EXCERPTED PASSAGE
..........

What one food is always in your fridge/pantry/freezer?

Almonds/almond butter – I love it!

Where is your favourite food place in Nova Scotia?

My favourite food places in Nova Scotia are local farmers markets.  I most often go to the Dartmouth Alderney Landing Market but also enjoy the Halifax Seaport Market and the Wolfville Market.  I love buying, preparing and eating all of the delicious, quality produce grown in Nova Scotia in the early fall.  I also love the buzz of the market; being amongst friends and community members who also appreciate and support local food!

Finish the sentence: I feel happiest when…

…. my family members are happy and when I am on top of my game from a ‘life’ and work perspective.  Like all of us, I do feel a great sense of satisfaction completing work that meets and hopefully exceeds the expectations.

What is the biggest challenge you have faced in your career?

..........

DATA SHOWN
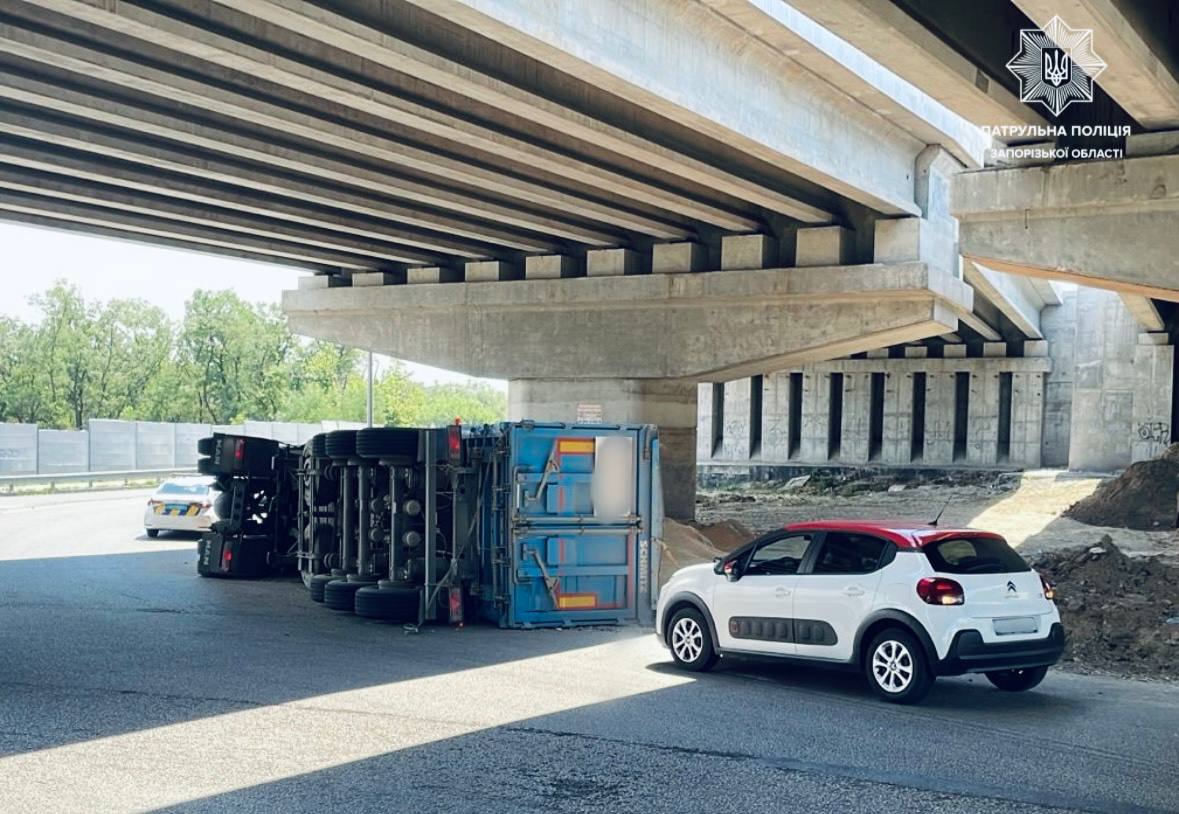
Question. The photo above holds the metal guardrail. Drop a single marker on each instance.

..........

REQUIREMENTS
a – Reproduce the Nova Scotia food interview above between "Where is your" and "support local food!", inclusive.
b – Carry on writing the Nova Scotia food interview above, starting right after its final line.

FINAL ANSWERS
a –
Where is your favourite food place in Nova Scotia?

My favourite food places in Nova Scotia are local farmers markets.  I most often go to the Dartmouth Alderney Landing Market but also enjoy the Halifax Seaport Market and the Wolfville Market.  I love buying, preparing and eating all of the delicious, quality produce grown in Nova Scotia in the early fall.  I also love the buzz of the market; being amongst friends and community members who also appreciate and support local food!

b –
I’ve had several ‘biggest challenges’ in my career, as I am sure we all have.  The first would have been when given the opportunity to assume, and then be awarded the role of the Provincial Nutritionist with the then, NS Department of Health, just 4 years after having worked as a Public Health Nutritionist for both the Northern and Central Regional Health Boards.  It was a huge growth experience and an opportunity that I could not be more thankful for.  The second significant challenge in my career was making the decision to  transition my practice to that of an independent consultant role following the birth of  my first child – who is now 13!  I was excited by the challenge as I had so many policy and program-related interests that I hoped would be marketable to others, but I was also nervous about the ‘sole accountability’ of going on my own.

            


What do you love most about your job

I have learned and love the flexibility of working as a consultant; the importance of being a stealth time manager (an ongoing, life-long learning!), a collaborative client-centered communicator, a creative thinker and a very focused ‘producer’.